**WHAT IS EXPECTED**
Express every line of the material below as a JSON list of strings, one string per line, omitting blank lines and the picture.

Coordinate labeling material
= = = = = = =
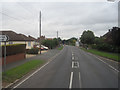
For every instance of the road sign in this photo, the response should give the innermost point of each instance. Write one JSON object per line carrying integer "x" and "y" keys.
{"x": 3, "y": 38}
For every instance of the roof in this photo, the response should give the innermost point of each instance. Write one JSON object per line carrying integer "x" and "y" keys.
{"x": 15, "y": 37}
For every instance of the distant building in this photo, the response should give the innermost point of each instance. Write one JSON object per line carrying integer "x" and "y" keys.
{"x": 15, "y": 38}
{"x": 112, "y": 35}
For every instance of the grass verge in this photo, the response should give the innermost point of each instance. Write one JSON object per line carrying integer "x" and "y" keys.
{"x": 113, "y": 56}
{"x": 19, "y": 71}
{"x": 61, "y": 47}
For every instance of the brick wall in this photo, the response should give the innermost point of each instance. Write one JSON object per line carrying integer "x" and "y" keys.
{"x": 13, "y": 58}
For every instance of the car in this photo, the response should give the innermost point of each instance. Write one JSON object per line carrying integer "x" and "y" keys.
{"x": 42, "y": 47}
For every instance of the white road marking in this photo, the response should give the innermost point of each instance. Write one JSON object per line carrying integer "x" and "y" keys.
{"x": 35, "y": 71}
{"x": 105, "y": 62}
{"x": 30, "y": 76}
{"x": 80, "y": 80}
{"x": 75, "y": 64}
{"x": 71, "y": 79}
{"x": 72, "y": 57}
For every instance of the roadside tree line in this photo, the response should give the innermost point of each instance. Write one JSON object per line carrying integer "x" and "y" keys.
{"x": 108, "y": 42}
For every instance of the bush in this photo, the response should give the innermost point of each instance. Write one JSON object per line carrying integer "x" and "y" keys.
{"x": 32, "y": 51}
{"x": 13, "y": 49}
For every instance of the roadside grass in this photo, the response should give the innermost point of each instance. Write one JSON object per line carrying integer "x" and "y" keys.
{"x": 113, "y": 56}
{"x": 61, "y": 47}
{"x": 13, "y": 74}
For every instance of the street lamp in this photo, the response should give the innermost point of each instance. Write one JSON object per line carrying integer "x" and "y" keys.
{"x": 40, "y": 33}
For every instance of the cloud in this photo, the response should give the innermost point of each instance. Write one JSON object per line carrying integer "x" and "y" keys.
{"x": 69, "y": 18}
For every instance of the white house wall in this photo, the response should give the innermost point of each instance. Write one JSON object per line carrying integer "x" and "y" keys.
{"x": 29, "y": 44}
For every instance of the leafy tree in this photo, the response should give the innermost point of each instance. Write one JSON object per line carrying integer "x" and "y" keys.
{"x": 87, "y": 37}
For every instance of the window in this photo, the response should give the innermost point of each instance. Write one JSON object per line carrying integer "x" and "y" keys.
{"x": 29, "y": 44}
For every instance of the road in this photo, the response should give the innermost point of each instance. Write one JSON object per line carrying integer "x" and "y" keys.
{"x": 72, "y": 68}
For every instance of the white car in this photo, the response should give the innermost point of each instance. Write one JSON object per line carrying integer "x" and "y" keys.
{"x": 44, "y": 47}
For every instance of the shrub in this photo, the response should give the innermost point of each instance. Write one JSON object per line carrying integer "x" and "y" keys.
{"x": 32, "y": 51}
{"x": 13, "y": 49}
= = = = = = =
**OUTPUT OF THE EXERCISE**
[
  "For every instance of the road sign in this photo, the response should give the innermost point of each instance. Write one JSON object per line carrying integer \"x\" and \"y\" keys.",
  "{\"x\": 3, \"y\": 38}",
  "For every instance of the roof in this photo, the response should give the innermost point of each instance. Write one JSON object per line carrying integer \"x\" and \"y\" keys.",
  "{\"x\": 15, \"y\": 37}",
  "For every instance of the distant building in this photo, the response should give the innermost point of each instance. Write one JSON object per line carrying integer \"x\" and \"y\" keys.",
  "{\"x\": 15, \"y\": 38}",
  "{\"x\": 112, \"y\": 35}",
  "For every instance of the grass verge in this photo, the response should give the innermost point of each instance. Write one JSON object per line carrying integer \"x\" and \"y\" keys.",
  "{\"x\": 113, \"y\": 56}",
  "{\"x\": 19, \"y\": 71}",
  "{\"x\": 61, \"y\": 47}",
  "For every instance of the brick wall in this photo, the response should give the innermost point of each instance. Write one JSON object per line carrying integer \"x\" and \"y\" keys.",
  "{\"x\": 13, \"y\": 58}",
  "For every instance of the car in this photo, the response should give the innermost point of each instance. Write one JSON object per line carrying integer \"x\" and \"y\" keys.",
  "{\"x\": 42, \"y\": 47}",
  "For every instance of the white road marking in this photo, the response should give the innermost point of each instance. Write one JSON object per line carrying integer \"x\" and \"y\" keys.",
  "{\"x\": 35, \"y\": 71}",
  "{\"x\": 105, \"y\": 62}",
  "{\"x\": 30, \"y\": 76}",
  "{\"x\": 80, \"y\": 80}",
  "{\"x\": 75, \"y\": 64}",
  "{\"x\": 71, \"y\": 79}",
  "{\"x\": 72, \"y\": 57}",
  "For every instance of the roadside tree line in this photo, the response should give the innermost point of each instance. Write one JSON object per line carrying integer \"x\" and \"y\" keys.",
  "{\"x\": 108, \"y\": 42}",
  "For every instance of the bush in this photo, the response should give the innermost point of each instance. Write one JSON object per line carrying integer \"x\" and \"y\" keys.",
  "{\"x\": 32, \"y\": 51}",
  "{\"x\": 13, \"y\": 49}",
  "For every instance of the roadside grass in this photo, the response should give the innermost point of each instance. Write one JSON object per line carrying integer \"x\" and \"y\" keys.",
  "{\"x\": 113, \"y\": 56}",
  "{\"x\": 61, \"y\": 47}",
  "{\"x\": 13, \"y\": 74}",
  "For every instance of the street lamp in this photo, the response should give the innermost point of each instance. Write one JSON object per line carrying integer \"x\" and \"y\" keys.",
  "{\"x\": 40, \"y\": 33}",
  "For every instance of the cloud in this photo, the response should give the innermost point of each instance. Write one JSON object per line carrying integer \"x\" and \"y\" keys.",
  "{\"x\": 69, \"y\": 18}",
  "For every instance of the white house wall in this photo, the response should give the innermost point of each instance. Write one JSON object per line carrying integer \"x\" and \"y\" keys.",
  "{\"x\": 29, \"y\": 44}",
  "For every instance of the leafy tree in this photo, the response should give the innermost point of each instance. Write one JSON object per line carrying integer \"x\" and \"y\" keys.",
  "{\"x\": 87, \"y\": 37}",
  "For every instance of the window in this photo, the response should give the innermost point of each instance. Write one JSON object per line carrying integer \"x\" and \"y\" keys.",
  "{\"x\": 29, \"y\": 44}",
  "For every instance of the road in this photo, the response should give the innermost point of each instance. Write one JSON object per line carrying integer \"x\" and \"y\" keys.",
  "{\"x\": 72, \"y\": 68}",
  "For every instance of the white car in this photo, the response should give the innermost point of each instance. Write one JSON object per line carrying integer \"x\" and \"y\" keys.",
  "{\"x\": 44, \"y\": 47}",
  "For every instance of the shrub in this photo, the response should give the innermost point of each instance. Write one JSON object per line carrying integer \"x\" and \"y\" keys.",
  "{\"x\": 32, \"y\": 51}",
  "{\"x\": 13, \"y\": 49}"
]